**Extract provided:**
■ ■ ■ ■ ■

It operated in many ports throughout Britain and it came to Bristol
at the end of its career and, as far as I know, its only connection
with Wales was to come into Barry to be scrapped. Secondly, you
have been asking us about whether we are investing our 7.5 million
pounds wisely, would it have been wise to spend a quarter of a
million plus the cost then of continuing to conserve it and store
it somewhere? My answer was "No".
128. My answer to you is that, if it comes to
you by accident, you do not seem to think it is of much worth.
(Mr Ford) As I have told you, we have sanded and gritted
down and repainted, with all the costs of marine painting, at
least twiceto my knowledge. That is a big expenditure.
Ms Morgan: As you know, this has upset a lot
of people very interested in this field in South Wales. It has
caused a lot of disquiet and upset.
129. You mentioned earlier the sum of 2.2 million
spent on the site at Nantgarw. Is it in operation now?
(Mr Ford) Yes. It has been filled because we have
just completed the move of everything from Cardiff Bay from the
Welsh Industrial Maritime Museum and the other five sites around
Cardiff Bay for temporary storage, some of them with the help
of Cardiff Bay Development Corporation. As part of striking the
deal they wanted us to move out of those anyway but we wanted
to put them into better storage so we have moved everything in
but it is not yet operating as a fully open accessible store.
That will take further months because we have stuffed them all
in pretty quickly on carefully designed and built shelves and
so on. It will never be like a museum. Even when it is operating
properly it will be a place where you keep your reserve and research
collections for people who have special interests to visit. It
will not be telling the story of industrial and maritime Wales.
130. You mentioned the amount of the cost of
the sitethe amount out of the 4.5 million that it has cost.
To bring it up to the standards you want, even as a store not
as an operating museum, how much more is that going to cost?
(Mr Ford) It will all be done within the 3 million
budget I mentioned earlier and we intend to have it finished by
the end of this calendar year.
131. Can you tell us precisely when you decided
to buy it?
(Mr Ford) Yes. When we first realised we would have
to find somewhere to store the collection because we were likely
to have to move out of the site before moving into anywhere else,
we thought the right option was to go for a five years' rental.
We started to explore the possibilities of stores on short term
rental last October. We investigated a number of properties and
came up with the one we most liked. It was the only one really
that satisfied our standards of quality in terms of environmental
control and accessibility, and we then ran into the problem that,
although it had been put onto the market as a possible five year
lease, the owners decided we could only have it for ten years.
When we assessed the cost of renting for ten years we discovered
the cost of buying one was much the same or very similar. We were
shown three other buildings but none of those again satisfied
the requirements of accessibility or quality of environmental
control. We then decided we had better go for the purchase of
a buildingpartly because, of course, that then gave us
a permanent building and we would have this store for ever. On
11 March this year, therefore, getting very close to the date
when we thought we were going to have to close, the project group
here recommended that we should buy Nantgarw and that was what
was accepted on 17 March.
(Mr Prichard) But we did not sign the contract until
(Mr Ford) I have to go back through the Council minutes.

■ ■ ■ ■ ■

[Stored entries]

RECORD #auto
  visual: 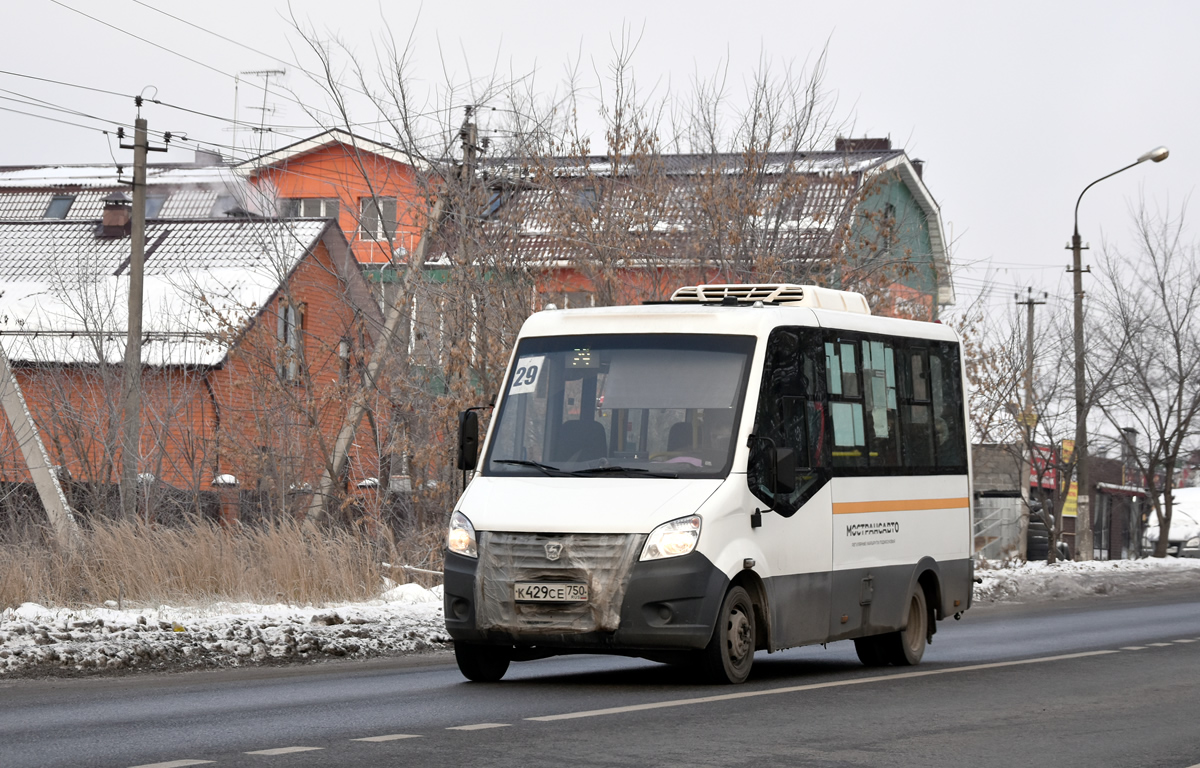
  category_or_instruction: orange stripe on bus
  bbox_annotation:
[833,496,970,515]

■ ■ ■ ■ ■

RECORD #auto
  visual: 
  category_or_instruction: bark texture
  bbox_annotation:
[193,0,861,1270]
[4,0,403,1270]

■ ■ ■ ■ ■

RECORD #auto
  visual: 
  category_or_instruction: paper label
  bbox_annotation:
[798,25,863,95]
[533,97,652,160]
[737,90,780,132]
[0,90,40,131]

■ ■ ■ ■ ■

**Required work:**
(a) List every sum of money mentioned in the hearing transcript.
(b) Answer these questions from the hearing transcript:
(i) To which city did the vessel come at the end of its career?
(ii) Besides the Welsh Industrial Maritime Museum, how many other sites around Cardiff Bay were cleared in the move?
(iii) On what date was the recommendation to buy Nantgarw accepted?
(c) Decide whether each statement agrees with the hearing transcript:
(i) The owners of the preferred building let it be rented on a five-year lease.
(ii) The Nantgarw store will tell the story of industrial and maritime Wales.
(iii) The work on the store is meant to be finished by the end of this calendar year.

**Complete answers:**
(a) 7.5 million pounds; a quarter of a million; 2.2 million; 4.5 million; 3 million

(b)
(i) Bristol
(ii) Five
(iii) 17 March

(c)
(i) No: "the owners decided we could only have it for ten years."
(ii) No: "It will not be telling the story of industrial and maritime Wales."
(iii) Yes: "we intend to have it finished by the end of this calendar year."